Start of Data supplied
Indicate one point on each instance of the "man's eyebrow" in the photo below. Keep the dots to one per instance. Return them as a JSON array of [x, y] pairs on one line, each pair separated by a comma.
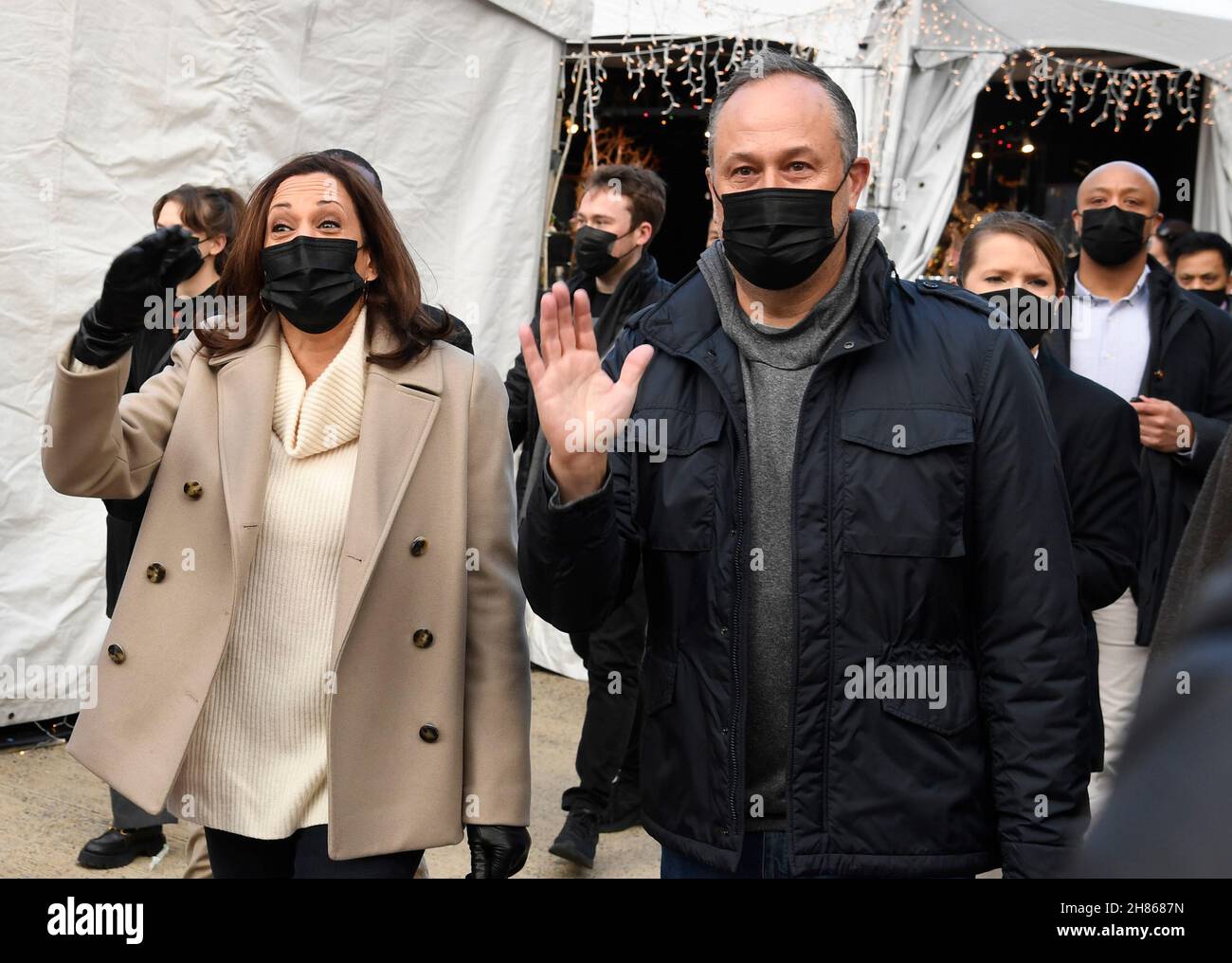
[[287, 204], [793, 151]]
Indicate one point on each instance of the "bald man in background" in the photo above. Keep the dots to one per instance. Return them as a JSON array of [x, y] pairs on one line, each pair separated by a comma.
[[1136, 332]]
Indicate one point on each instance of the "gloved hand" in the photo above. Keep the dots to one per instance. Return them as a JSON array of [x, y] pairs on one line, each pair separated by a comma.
[[497, 852], [110, 326]]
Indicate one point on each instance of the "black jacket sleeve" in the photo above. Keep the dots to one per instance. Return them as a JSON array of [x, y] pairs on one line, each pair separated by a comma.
[[1104, 499], [517, 387], [1030, 641]]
End of Data supplied
_What is needed_. Line by line, return the listing above exactly, dropping every picture.

_Output for this task_.
Indicate one point on each instance of the "man's eyebrow" in the photo below. Keep the dots to one per instance. Return them as a JSON array of [x, y] pairs on one line, each pair separated by a comma.
[[287, 204], [793, 151]]
Indicate one point on each instance of the "bald man in background" in the photo above. Keep the dots to one per instance. Return them as a JSON array of [x, y] pairs on one line, each pair separated by a comma.
[[1136, 332]]
Indicate one point on each instance of the "gloved hand" in the photo above. Keep the dots to one per instance. Return them as a JSON array of [x, y] pairs on one line, each pair separated by a comma.
[[497, 852], [110, 326]]
Indicate one point on each instance of the "black jacket sleeve" in the photo above. Keep the dots to one per instance. Return them as a JSON array of [x, y] pairs on one line, each pair separated by a comma.
[[1104, 499], [517, 387], [1030, 641]]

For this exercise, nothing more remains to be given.